§ **GIVEN EXERCISE 1**
Translate this sentence from the passage on prisoner abuse into French: "Only one soldier has been convicted at trial; he was not imprisoned at all."
§ **GIVEN EXERCISE 2**
Please extract the passage on prisoner abuse from "Meanwhile, back on" to "defence source admitted.".

§ **SELECTED PASSAGE**
START

But more than a year after the Army began a major push to prosecute those responsible for the abuse of the two men and several other prisoners at Bagram, only 27 soldiers and officers against whom Army investigators had recommended criminal charges, 15 have been prosecuted. Five of those have pleaded guilty to assault and other crimes; the stiffest punishment any of them have received has been five months in a military prison. Only one soldier has been convicted at trial; he was not imprisoned at all.
Meanwhile, back on this side of the pond there’s a mixed response to the News of the World video showing British soldiers brutally attacking Iraqi teenagers. The video was shown on TV channels in the Arab world just as ministers and Muslim leaders are trying to dampen the row over the publication of cartoons depicting the prophet Muhammad, and when thousands of British troops are preparing to be deployed to the hostile environment of southern Afghanistan.
It has come at a "bad time", a senior defence source admitted.
The whole thing is a weight on all of our shoulders, pressing down. As Joe Bageant writes in “Welcome to Middle-Class Lockdown...Now Shut Up and Buy Something”
“This leaves those few fleetingly concerned Americans alone to momentarily stew over the condition of the world, fester upon national moral issues like squishing brown desert people under tanks . . . or building offshore gulags so the sight of naked prisoners being tortured in wire cages will not dampen the consumer confidence index. But ultimately somewhere between the seven o’clock showing of Law and Order and the third cocktail, or perhaps after that bracing evening trot around the block in your Land’s End shorts with the dogs, the mind settles down to the more relevant issues such as “Do I need a Blackberry, and if so, should I wait for the next generation of technology?”

END

§ **EXTRACTED ENTRIES**

START

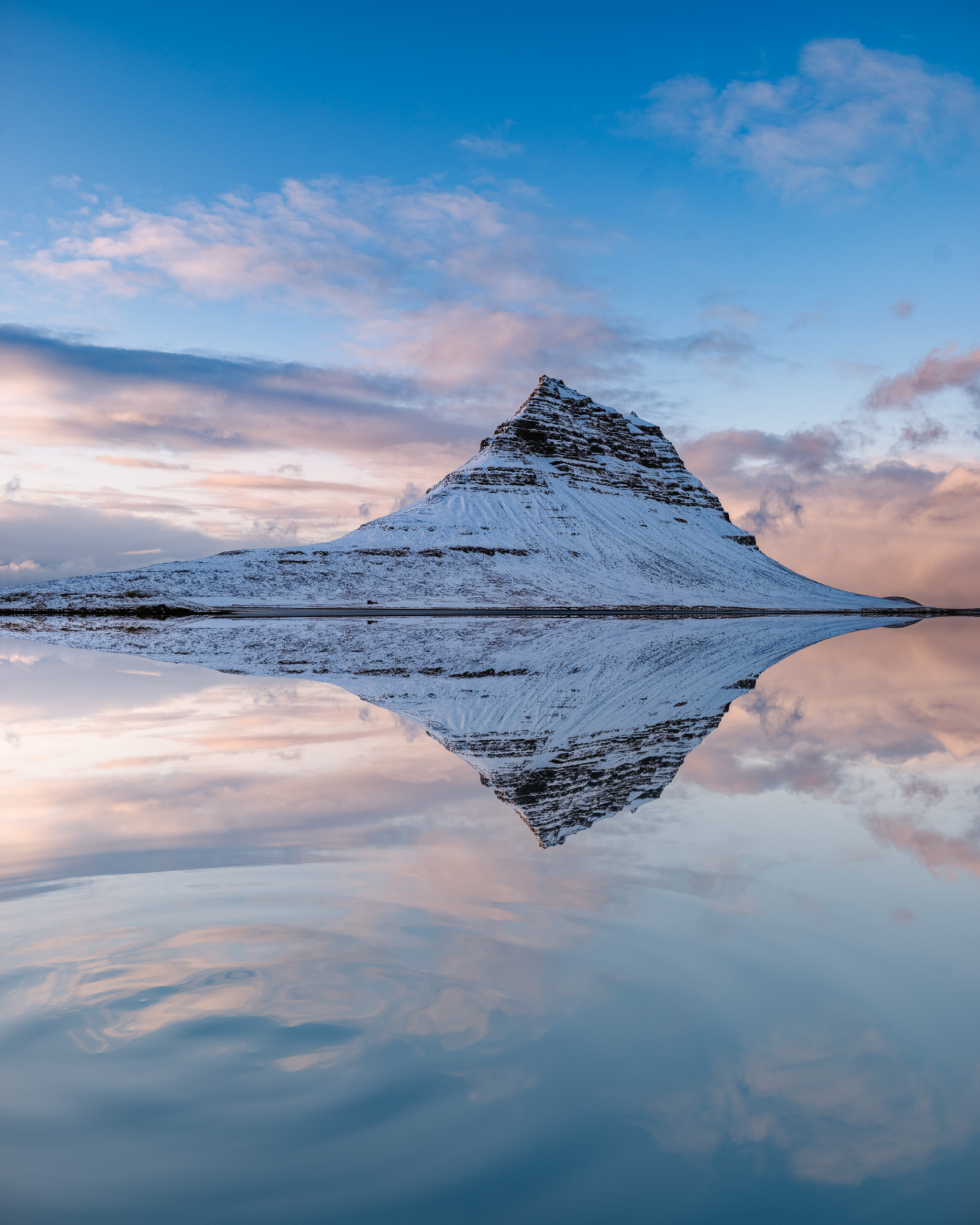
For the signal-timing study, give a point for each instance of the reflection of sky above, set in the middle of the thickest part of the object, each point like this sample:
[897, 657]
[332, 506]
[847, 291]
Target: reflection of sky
[271, 953]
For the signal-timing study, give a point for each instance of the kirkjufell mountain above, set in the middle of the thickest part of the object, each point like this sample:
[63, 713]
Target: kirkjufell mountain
[568, 504]
[569, 720]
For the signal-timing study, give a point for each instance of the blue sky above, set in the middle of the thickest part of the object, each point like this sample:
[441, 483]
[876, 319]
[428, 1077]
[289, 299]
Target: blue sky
[740, 221]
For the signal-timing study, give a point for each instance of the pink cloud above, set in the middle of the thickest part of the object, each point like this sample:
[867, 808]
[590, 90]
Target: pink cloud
[939, 370]
[886, 528]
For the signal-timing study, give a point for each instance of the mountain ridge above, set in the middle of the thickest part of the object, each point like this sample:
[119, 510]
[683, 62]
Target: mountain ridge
[569, 504]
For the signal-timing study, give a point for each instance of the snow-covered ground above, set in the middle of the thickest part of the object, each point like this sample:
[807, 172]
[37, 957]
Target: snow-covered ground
[569, 504]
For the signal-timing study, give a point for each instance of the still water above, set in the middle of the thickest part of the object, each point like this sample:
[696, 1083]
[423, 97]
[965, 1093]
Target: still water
[270, 953]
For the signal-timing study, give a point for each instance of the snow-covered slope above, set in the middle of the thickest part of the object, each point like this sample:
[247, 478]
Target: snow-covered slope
[569, 504]
[568, 720]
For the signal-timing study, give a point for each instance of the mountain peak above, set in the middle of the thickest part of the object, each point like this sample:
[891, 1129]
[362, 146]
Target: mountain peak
[569, 504]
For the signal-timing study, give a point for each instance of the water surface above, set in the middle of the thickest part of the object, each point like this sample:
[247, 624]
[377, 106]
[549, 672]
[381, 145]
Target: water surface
[271, 953]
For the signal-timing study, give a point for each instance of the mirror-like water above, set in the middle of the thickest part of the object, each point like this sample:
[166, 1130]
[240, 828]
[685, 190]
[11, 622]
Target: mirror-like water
[271, 953]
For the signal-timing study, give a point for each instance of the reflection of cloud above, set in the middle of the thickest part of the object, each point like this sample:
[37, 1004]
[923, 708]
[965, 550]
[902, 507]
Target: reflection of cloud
[842, 1101]
[820, 716]
[850, 123]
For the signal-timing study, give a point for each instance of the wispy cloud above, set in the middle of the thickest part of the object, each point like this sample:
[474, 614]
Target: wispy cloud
[852, 122]
[494, 145]
[889, 527]
[939, 370]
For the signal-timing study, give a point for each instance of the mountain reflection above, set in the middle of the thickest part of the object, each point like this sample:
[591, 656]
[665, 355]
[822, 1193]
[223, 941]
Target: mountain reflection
[569, 721]
[766, 979]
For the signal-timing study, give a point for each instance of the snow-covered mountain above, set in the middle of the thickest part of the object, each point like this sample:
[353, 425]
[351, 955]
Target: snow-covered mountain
[569, 720]
[569, 504]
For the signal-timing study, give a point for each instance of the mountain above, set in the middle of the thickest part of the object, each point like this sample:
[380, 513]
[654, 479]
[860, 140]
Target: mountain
[568, 720]
[568, 504]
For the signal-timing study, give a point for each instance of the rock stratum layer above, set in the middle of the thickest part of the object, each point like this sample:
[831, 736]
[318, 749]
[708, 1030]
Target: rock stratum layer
[568, 505]
[568, 720]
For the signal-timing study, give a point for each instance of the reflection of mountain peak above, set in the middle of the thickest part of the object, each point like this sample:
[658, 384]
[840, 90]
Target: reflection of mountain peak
[569, 720]
[568, 505]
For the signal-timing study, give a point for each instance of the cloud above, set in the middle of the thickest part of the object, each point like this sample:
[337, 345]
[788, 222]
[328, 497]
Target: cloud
[54, 390]
[491, 146]
[43, 542]
[352, 249]
[939, 370]
[852, 122]
[884, 528]
[841, 1098]
[446, 287]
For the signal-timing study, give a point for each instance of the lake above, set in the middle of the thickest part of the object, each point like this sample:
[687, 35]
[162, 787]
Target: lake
[271, 953]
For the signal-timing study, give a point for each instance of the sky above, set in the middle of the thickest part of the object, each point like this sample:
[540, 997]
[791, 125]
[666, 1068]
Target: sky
[267, 276]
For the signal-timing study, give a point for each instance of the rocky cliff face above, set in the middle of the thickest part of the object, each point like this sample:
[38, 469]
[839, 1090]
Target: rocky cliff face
[569, 721]
[568, 505]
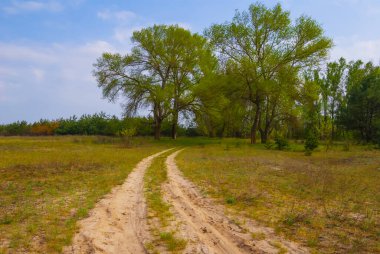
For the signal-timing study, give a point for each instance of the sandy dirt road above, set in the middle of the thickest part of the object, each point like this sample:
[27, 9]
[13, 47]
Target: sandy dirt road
[117, 224]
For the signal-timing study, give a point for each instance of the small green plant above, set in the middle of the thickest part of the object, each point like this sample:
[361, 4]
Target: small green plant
[281, 142]
[311, 142]
[230, 200]
[173, 243]
[127, 135]
[269, 145]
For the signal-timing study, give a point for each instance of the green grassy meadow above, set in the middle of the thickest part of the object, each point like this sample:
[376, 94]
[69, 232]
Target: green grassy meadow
[329, 201]
[47, 184]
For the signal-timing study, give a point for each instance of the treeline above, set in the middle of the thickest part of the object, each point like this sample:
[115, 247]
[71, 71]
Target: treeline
[260, 75]
[96, 124]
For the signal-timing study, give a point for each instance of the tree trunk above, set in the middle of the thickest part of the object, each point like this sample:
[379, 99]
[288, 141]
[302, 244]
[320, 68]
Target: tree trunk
[264, 136]
[175, 126]
[255, 125]
[157, 129]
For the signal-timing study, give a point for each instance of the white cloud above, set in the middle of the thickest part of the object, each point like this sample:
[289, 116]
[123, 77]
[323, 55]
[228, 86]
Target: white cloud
[30, 6]
[38, 74]
[124, 16]
[22, 53]
[354, 49]
[58, 84]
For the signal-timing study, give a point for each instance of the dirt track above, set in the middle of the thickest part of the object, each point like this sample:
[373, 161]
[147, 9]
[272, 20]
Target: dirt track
[118, 223]
[207, 227]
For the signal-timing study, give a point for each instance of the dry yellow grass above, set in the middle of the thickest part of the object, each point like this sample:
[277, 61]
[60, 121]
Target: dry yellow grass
[48, 184]
[329, 201]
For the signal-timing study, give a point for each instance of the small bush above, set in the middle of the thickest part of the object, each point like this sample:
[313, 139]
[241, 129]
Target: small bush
[269, 145]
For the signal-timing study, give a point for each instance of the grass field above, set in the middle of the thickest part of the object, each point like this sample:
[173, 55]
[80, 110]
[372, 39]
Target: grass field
[159, 214]
[49, 183]
[329, 201]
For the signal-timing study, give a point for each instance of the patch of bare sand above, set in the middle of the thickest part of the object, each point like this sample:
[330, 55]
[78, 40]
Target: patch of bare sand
[117, 224]
[207, 228]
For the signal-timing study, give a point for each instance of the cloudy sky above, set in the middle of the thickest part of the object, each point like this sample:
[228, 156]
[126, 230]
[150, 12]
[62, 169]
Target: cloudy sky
[47, 48]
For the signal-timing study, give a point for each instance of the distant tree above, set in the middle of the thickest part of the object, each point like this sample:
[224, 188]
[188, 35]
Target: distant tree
[263, 43]
[332, 90]
[362, 110]
[310, 100]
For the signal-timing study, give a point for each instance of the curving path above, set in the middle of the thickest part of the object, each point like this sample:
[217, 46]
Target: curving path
[117, 223]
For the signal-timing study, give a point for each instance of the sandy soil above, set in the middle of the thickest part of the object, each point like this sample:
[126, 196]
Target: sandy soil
[117, 224]
[206, 226]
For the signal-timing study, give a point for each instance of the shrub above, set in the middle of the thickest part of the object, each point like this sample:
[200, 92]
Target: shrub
[311, 142]
[281, 142]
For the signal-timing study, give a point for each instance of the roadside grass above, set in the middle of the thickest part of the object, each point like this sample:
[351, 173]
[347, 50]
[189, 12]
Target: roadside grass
[159, 214]
[329, 201]
[47, 184]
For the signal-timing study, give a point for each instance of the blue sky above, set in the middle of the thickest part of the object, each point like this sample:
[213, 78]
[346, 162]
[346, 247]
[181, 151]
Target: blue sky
[47, 48]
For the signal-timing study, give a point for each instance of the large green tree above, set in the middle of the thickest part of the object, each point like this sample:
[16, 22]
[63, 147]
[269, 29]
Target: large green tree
[160, 73]
[264, 43]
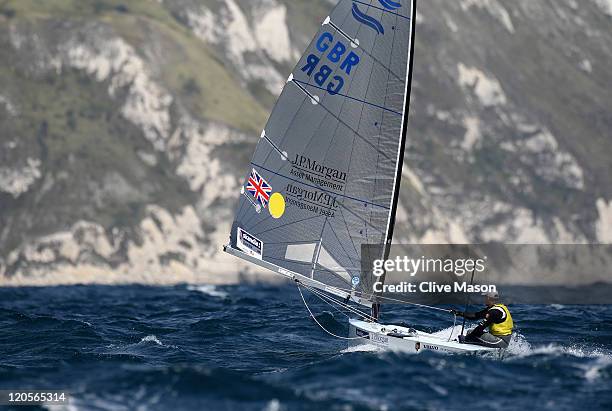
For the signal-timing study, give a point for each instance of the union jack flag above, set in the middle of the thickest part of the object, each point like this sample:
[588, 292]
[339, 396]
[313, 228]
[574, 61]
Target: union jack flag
[259, 188]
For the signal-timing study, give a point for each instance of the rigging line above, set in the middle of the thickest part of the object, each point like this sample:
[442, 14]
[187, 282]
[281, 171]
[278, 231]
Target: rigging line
[320, 188]
[453, 329]
[340, 303]
[404, 134]
[331, 23]
[362, 294]
[350, 97]
[320, 325]
[379, 165]
[314, 291]
[334, 307]
[365, 140]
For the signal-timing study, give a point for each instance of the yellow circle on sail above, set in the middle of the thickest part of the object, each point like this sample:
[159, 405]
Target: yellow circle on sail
[277, 205]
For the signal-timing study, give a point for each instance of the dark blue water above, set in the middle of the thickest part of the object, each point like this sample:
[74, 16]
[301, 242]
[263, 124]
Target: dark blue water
[255, 348]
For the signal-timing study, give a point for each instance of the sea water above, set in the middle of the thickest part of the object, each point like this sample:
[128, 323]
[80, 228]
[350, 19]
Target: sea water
[255, 348]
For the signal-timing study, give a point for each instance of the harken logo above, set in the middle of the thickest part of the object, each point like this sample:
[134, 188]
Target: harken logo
[370, 21]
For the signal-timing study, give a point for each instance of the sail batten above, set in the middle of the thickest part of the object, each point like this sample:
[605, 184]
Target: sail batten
[324, 180]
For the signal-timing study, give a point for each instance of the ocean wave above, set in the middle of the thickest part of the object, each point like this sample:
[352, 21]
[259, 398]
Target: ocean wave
[209, 290]
[151, 338]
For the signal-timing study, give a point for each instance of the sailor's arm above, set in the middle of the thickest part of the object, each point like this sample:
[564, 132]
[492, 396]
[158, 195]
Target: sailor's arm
[479, 315]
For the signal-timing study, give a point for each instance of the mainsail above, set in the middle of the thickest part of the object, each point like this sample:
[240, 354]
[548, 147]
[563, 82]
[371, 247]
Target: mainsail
[325, 176]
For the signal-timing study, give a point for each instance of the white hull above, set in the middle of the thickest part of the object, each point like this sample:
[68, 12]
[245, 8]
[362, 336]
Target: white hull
[408, 340]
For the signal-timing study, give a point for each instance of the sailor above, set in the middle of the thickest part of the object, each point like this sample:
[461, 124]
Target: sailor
[496, 317]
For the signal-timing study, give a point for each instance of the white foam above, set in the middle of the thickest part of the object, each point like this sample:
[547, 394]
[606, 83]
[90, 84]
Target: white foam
[151, 338]
[209, 290]
[593, 371]
[362, 348]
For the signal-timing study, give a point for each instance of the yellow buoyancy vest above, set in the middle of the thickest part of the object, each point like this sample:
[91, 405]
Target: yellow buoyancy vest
[506, 326]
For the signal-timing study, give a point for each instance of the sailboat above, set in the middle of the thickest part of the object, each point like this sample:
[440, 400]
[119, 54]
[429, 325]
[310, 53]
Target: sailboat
[325, 176]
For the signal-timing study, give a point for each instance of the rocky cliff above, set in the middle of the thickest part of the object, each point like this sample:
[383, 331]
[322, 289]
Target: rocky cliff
[127, 127]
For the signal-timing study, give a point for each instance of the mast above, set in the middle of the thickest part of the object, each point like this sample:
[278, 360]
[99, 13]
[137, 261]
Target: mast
[400, 154]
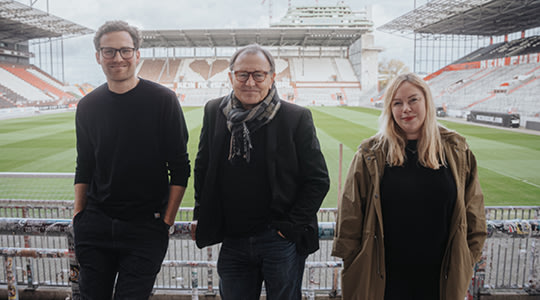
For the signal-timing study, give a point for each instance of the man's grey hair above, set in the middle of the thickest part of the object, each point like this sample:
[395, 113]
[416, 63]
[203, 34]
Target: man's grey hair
[253, 49]
[115, 26]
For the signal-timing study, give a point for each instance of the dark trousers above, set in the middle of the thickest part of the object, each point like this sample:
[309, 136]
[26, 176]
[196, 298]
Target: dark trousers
[244, 263]
[119, 255]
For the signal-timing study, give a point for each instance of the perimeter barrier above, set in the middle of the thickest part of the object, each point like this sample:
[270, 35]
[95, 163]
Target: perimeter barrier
[37, 249]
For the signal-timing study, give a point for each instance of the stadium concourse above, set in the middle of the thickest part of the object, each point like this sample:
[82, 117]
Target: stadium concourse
[329, 62]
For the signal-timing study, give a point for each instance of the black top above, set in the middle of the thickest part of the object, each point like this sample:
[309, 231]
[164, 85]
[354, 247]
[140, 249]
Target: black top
[417, 205]
[127, 146]
[245, 190]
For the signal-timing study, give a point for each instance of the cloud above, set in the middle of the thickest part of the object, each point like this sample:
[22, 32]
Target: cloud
[80, 65]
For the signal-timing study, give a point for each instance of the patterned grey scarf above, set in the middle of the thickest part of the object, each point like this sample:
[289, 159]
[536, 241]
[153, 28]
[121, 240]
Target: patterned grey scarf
[242, 122]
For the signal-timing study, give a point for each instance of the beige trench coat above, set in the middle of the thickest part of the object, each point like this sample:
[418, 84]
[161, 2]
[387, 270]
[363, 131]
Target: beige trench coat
[359, 228]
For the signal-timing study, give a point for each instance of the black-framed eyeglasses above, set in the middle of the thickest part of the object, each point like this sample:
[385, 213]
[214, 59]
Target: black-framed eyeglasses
[109, 52]
[243, 76]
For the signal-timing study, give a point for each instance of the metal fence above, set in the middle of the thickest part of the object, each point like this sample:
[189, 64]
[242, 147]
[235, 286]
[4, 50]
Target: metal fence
[36, 244]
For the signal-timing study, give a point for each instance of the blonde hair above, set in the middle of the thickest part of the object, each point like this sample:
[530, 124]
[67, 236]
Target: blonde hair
[392, 138]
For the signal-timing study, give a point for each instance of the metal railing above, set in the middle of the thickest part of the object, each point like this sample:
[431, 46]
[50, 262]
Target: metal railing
[39, 252]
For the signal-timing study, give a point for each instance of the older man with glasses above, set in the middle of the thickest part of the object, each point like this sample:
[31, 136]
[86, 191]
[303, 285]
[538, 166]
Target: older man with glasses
[132, 170]
[260, 178]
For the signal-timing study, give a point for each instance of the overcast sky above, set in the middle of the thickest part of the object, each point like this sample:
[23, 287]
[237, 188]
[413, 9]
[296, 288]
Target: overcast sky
[80, 65]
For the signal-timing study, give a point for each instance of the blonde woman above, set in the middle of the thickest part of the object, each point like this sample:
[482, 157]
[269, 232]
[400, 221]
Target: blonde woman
[411, 221]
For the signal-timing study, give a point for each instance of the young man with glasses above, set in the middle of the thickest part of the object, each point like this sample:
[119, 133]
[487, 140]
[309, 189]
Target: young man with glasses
[260, 178]
[132, 170]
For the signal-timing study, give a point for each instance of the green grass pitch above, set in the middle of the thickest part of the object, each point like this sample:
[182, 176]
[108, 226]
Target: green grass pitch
[508, 161]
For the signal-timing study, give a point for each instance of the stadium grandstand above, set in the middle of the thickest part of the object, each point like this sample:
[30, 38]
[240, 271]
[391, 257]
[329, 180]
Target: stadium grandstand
[324, 56]
[23, 84]
[478, 56]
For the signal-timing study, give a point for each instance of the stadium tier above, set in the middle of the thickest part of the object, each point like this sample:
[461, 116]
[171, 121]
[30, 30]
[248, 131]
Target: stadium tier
[26, 85]
[305, 81]
[501, 84]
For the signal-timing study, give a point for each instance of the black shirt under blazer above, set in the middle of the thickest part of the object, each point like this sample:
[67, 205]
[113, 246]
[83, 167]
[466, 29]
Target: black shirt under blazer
[296, 169]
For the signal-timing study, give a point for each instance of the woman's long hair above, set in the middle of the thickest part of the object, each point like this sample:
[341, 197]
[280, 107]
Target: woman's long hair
[392, 138]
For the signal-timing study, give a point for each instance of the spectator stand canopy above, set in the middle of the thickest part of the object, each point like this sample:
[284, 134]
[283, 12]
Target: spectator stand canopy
[461, 26]
[22, 26]
[269, 37]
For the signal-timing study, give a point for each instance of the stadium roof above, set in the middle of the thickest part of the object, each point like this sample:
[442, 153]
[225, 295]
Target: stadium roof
[270, 37]
[468, 17]
[19, 23]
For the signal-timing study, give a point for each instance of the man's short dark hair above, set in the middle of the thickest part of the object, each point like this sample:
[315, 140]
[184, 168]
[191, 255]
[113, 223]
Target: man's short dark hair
[253, 49]
[115, 26]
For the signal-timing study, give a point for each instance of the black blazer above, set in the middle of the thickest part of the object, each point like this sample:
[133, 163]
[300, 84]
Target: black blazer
[296, 169]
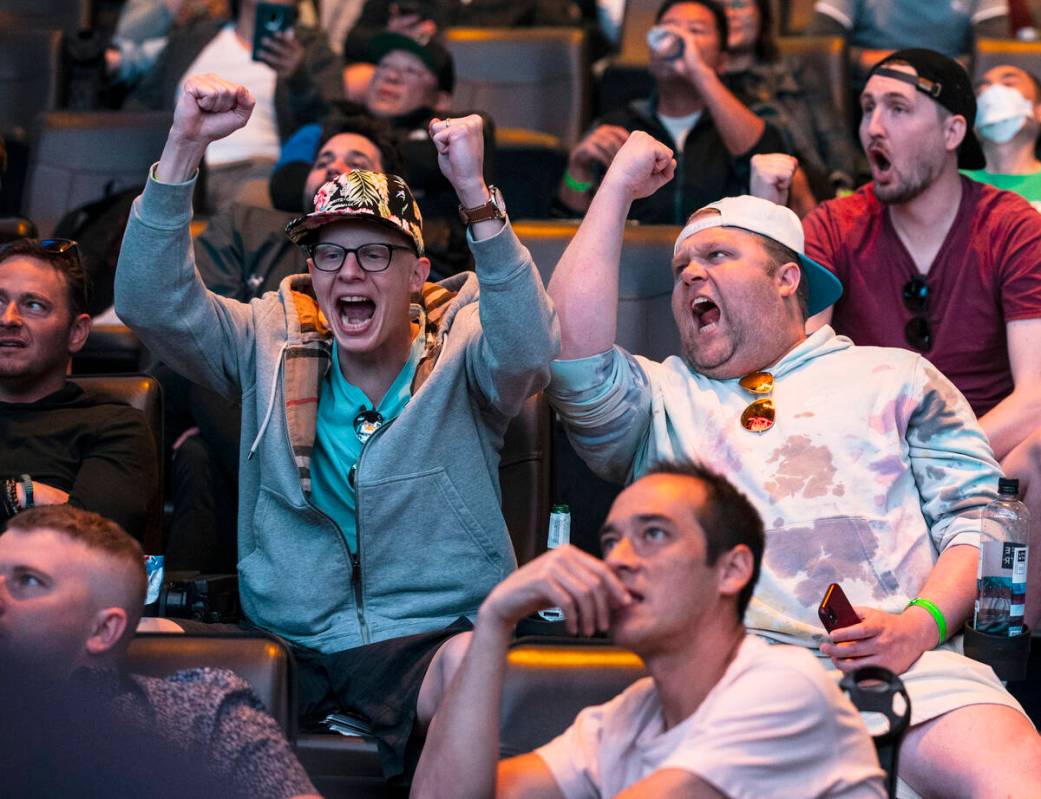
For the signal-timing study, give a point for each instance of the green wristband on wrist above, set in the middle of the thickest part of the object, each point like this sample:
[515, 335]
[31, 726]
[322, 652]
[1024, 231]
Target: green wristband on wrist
[576, 185]
[935, 612]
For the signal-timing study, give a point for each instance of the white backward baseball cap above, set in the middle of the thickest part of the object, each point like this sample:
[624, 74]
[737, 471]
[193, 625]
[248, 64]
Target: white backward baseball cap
[772, 221]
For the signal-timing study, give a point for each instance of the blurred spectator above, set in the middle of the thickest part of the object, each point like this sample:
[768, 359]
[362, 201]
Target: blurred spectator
[712, 134]
[1008, 121]
[874, 28]
[142, 30]
[938, 263]
[412, 84]
[801, 107]
[59, 445]
[72, 588]
[293, 85]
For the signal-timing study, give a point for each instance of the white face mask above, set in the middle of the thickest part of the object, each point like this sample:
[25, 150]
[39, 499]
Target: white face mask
[1001, 111]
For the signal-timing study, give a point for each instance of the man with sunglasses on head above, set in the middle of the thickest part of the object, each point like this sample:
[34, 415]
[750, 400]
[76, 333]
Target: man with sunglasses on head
[940, 264]
[865, 463]
[374, 407]
[58, 444]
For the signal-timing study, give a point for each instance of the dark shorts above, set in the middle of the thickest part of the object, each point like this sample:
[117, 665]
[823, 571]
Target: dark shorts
[378, 682]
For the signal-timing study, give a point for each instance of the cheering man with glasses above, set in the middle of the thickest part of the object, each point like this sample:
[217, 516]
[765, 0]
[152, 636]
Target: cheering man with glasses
[374, 406]
[938, 263]
[865, 463]
[57, 443]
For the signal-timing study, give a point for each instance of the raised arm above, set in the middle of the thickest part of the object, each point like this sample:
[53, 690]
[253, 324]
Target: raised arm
[460, 757]
[518, 337]
[585, 283]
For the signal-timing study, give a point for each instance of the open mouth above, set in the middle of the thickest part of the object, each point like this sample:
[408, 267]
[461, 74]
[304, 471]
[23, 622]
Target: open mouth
[706, 313]
[881, 165]
[355, 312]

END

§ **COMPLETE ANSWER 1**
Un seul soldat a été reconnu coupable à l'issue d'un procès ; il n'a pas été emprisonné du tout.

§ **COMPLETE ANSWER 2**
Meanwhile, back on this side of the pond there’s a mixed response to the News of the World video showing British soldiers brutally attacking Iraqi teenagers. The video was shown on TV channels in the Arab world just as ministers and Muslim leaders are trying to dampen the row over the publication of cartoons depicting the prophet Muhammad, and when thousands of British troops are preparing to be deployed to the hostile environment of southern Afghanistan.
It has come at a "bad time", a senior defence source admitted.